About this task:
Would you repeat the data below exactly, taking out the images?

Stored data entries
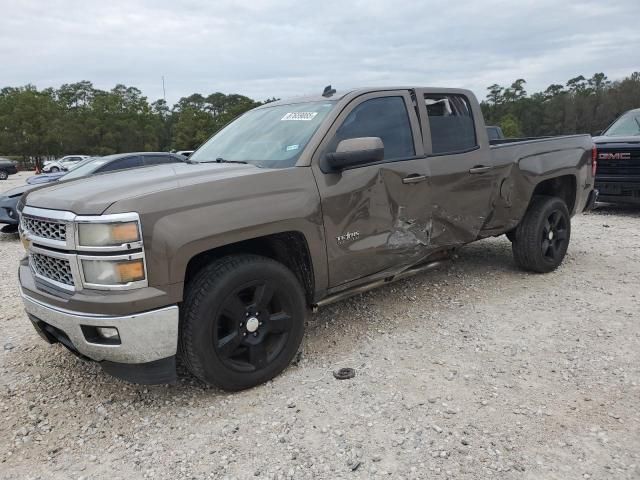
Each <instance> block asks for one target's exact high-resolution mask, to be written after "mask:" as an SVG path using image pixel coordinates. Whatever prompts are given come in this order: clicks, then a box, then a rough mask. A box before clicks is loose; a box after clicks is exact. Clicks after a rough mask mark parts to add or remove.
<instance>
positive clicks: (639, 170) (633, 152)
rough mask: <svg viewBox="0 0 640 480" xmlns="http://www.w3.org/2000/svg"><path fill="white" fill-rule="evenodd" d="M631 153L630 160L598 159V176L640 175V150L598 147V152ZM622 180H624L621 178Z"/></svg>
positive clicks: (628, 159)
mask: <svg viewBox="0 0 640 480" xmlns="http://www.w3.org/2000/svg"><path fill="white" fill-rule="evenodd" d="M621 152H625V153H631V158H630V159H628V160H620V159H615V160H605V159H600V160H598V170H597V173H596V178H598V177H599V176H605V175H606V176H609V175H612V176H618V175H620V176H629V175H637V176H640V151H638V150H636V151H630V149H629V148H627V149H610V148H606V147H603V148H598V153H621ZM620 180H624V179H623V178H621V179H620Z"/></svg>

Answer section:
Each <instance> block asks for one target's exact high-resolution mask, to be written after "mask:" as an SVG path using image pixel coordinates. Whatever prompts are given come in this order: clicks, then a box, then a rough mask. A box before clicks is loose; a box after clicks is exact. Clicks after a rough mask mark parts to add or remove.
<instance>
positive clicks: (639, 170) (633, 152)
rough mask: <svg viewBox="0 0 640 480" xmlns="http://www.w3.org/2000/svg"><path fill="white" fill-rule="evenodd" d="M631 153L630 160L598 159V176L640 175V150L598 147V152ZM622 180H624L621 178Z"/></svg>
positive clicks: (628, 159)
mask: <svg viewBox="0 0 640 480" xmlns="http://www.w3.org/2000/svg"><path fill="white" fill-rule="evenodd" d="M621 152H625V153H631V158H630V159H628V160H620V159H615V160H605V159H600V160H598V170H597V173H596V178H598V177H599V176H605V175H606V176H609V175H612V176H618V175H620V176H629V175H637V176H640V151H638V150H636V151H630V149H629V148H627V149H610V148H606V147H603V148H598V153H621ZM620 180H624V179H623V178H621V179H620Z"/></svg>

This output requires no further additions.